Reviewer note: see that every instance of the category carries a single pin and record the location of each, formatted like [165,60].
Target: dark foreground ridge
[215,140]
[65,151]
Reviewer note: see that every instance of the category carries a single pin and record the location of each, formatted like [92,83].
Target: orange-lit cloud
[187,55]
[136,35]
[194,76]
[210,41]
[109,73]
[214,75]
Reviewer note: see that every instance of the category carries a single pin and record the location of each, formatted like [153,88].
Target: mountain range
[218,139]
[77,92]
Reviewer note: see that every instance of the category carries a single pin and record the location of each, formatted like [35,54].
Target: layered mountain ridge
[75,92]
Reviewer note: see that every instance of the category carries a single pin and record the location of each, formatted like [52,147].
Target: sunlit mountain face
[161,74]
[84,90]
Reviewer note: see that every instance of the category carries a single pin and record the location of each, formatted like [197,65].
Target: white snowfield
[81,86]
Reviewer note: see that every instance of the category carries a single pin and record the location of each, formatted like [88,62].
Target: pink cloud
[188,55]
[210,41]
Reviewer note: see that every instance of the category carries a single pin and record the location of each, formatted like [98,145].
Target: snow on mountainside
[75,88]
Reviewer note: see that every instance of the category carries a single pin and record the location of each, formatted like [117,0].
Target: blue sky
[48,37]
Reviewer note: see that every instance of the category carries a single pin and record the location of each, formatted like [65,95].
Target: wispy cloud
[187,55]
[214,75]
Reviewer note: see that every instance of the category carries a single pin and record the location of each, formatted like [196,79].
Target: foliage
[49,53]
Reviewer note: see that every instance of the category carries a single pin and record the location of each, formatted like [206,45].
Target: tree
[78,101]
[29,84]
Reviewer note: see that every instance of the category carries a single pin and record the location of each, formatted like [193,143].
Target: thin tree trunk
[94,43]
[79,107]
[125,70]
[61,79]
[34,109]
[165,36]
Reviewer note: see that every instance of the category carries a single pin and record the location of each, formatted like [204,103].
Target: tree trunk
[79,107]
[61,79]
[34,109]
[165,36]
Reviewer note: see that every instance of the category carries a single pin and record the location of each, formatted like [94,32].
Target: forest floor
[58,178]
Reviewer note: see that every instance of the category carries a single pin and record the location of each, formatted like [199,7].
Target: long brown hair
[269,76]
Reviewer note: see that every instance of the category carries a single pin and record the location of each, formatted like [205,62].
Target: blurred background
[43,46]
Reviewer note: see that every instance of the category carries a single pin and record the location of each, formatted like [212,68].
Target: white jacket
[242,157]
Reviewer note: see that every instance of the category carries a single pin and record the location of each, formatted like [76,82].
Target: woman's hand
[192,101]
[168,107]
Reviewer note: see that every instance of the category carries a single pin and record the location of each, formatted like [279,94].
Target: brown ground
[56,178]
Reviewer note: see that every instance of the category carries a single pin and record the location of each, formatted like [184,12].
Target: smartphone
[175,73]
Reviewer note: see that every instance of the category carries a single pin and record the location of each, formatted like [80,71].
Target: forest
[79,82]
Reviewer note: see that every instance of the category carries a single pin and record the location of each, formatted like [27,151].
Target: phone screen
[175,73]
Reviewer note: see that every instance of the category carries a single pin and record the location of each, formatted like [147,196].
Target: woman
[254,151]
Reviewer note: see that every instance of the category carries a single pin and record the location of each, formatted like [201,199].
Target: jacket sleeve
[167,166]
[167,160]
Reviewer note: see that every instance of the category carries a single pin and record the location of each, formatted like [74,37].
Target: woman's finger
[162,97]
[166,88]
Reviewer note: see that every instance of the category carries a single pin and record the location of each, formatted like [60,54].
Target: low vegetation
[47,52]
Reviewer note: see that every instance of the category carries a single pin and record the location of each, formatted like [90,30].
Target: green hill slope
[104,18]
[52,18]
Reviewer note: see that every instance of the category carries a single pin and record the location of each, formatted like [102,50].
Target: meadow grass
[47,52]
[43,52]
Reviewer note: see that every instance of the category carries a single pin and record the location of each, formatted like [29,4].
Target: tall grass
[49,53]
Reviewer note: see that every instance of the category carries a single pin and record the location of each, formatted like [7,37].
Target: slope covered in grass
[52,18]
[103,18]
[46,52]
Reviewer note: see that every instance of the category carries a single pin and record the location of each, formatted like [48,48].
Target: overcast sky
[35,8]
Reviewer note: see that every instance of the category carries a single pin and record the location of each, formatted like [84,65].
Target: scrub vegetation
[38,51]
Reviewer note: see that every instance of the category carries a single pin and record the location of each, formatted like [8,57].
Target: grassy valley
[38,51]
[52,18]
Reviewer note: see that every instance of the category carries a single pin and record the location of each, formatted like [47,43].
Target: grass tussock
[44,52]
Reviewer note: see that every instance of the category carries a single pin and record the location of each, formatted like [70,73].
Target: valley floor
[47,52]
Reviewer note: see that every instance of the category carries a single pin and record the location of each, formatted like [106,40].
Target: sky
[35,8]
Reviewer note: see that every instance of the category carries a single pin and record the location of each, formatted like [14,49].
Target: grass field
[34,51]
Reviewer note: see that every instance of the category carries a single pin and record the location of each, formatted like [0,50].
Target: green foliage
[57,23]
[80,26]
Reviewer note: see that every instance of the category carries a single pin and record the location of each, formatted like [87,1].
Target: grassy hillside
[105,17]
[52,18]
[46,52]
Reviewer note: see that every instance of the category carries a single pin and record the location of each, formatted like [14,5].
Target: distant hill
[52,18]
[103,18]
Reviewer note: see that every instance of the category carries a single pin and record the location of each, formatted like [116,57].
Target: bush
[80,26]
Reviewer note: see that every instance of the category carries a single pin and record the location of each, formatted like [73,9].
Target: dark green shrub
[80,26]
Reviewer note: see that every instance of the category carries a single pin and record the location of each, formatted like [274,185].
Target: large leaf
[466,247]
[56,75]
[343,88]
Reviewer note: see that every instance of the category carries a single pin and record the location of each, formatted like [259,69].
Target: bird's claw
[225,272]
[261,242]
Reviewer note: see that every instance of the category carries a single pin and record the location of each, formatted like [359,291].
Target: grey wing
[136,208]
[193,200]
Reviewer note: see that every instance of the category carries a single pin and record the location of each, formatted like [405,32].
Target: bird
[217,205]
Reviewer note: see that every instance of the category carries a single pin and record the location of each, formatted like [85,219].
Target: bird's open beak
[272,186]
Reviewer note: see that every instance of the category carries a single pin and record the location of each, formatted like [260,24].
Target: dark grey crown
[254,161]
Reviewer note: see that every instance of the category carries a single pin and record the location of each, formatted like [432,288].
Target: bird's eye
===============
▶ Directions: In the entries above, find the line with "formatted like [0,50]." and the line with "formatted like [87,1].", then restate word for word both of them and every line between, with nothing more.

▶ The completed task:
Reviewer note: see that every instance of the category carries a single pin and record the location of each, formatted like [0,50].
Target: green foliage
[57,23]
[80,26]
Reviewer note: see that every instance of the category carries a single pin and record the location of each, formatted like [87,1].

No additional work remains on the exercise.